Work to be completed: Copy out every one of the records below word for word, leaving out the pictures.

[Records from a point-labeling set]
<<<<

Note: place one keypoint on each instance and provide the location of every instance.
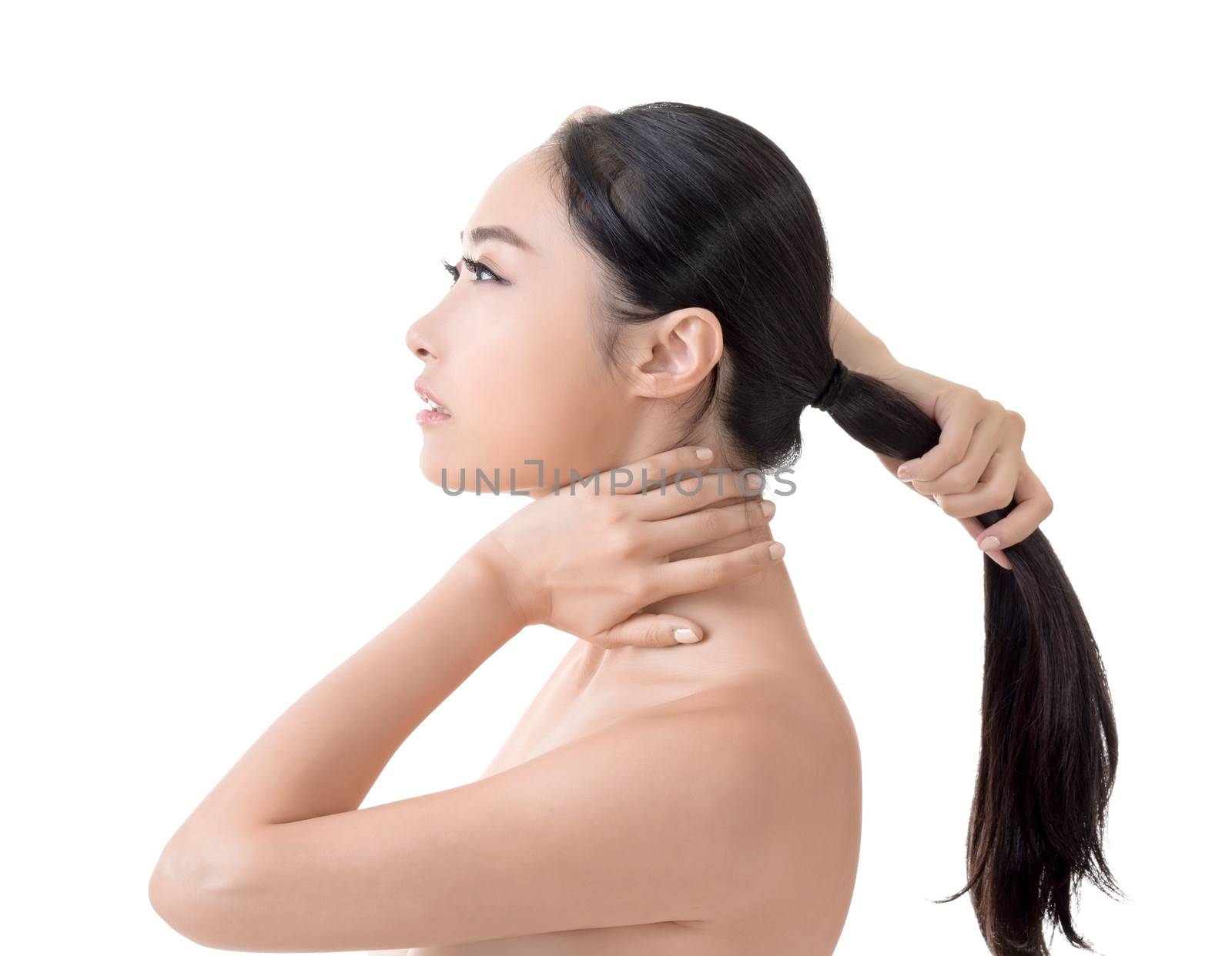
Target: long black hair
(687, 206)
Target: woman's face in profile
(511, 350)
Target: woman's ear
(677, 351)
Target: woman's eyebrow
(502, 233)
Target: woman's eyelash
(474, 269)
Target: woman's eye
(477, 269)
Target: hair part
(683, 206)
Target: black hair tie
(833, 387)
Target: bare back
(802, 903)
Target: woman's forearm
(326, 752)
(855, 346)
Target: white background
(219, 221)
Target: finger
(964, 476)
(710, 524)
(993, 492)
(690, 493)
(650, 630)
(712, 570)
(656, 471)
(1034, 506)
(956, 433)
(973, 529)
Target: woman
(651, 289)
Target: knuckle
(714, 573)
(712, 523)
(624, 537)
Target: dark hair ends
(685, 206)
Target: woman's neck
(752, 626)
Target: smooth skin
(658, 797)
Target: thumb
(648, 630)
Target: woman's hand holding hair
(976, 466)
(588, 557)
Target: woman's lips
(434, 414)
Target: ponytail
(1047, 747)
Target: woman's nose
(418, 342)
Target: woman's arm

>>>>

Completed task:
Note: place one keypoint on each instance and provide the location of every instance.
Target: long black hair
(687, 206)
Target: woman's face in profile
(511, 350)
Target: woman's ear
(677, 351)
Target: woman's eyebrow
(502, 233)
Target: woman's eyelash
(474, 269)
Target: woman's eye
(477, 269)
Target: hair part
(683, 206)
Target: black hair tie
(833, 387)
Target: bare back
(802, 903)
Target: woman's forearm
(326, 752)
(855, 346)
Target: white background
(219, 221)
Target: finger
(964, 476)
(710, 524)
(993, 492)
(690, 493)
(650, 630)
(712, 570)
(656, 471)
(1034, 506)
(956, 433)
(973, 529)
Target: woman
(651, 289)
Target: knuckle
(714, 573)
(712, 523)
(624, 537)
Target: dark hair ends
(685, 206)
Target: woman's neck
(752, 626)
Target: smooth skin
(658, 797)
Target: thumb
(648, 630)
Target: woman's hand holding hair
(976, 466)
(588, 557)
Target: woman's lips
(434, 414)
Target: ponytail
(1047, 747)
Target: woman's nose
(418, 342)
Target: woman's arm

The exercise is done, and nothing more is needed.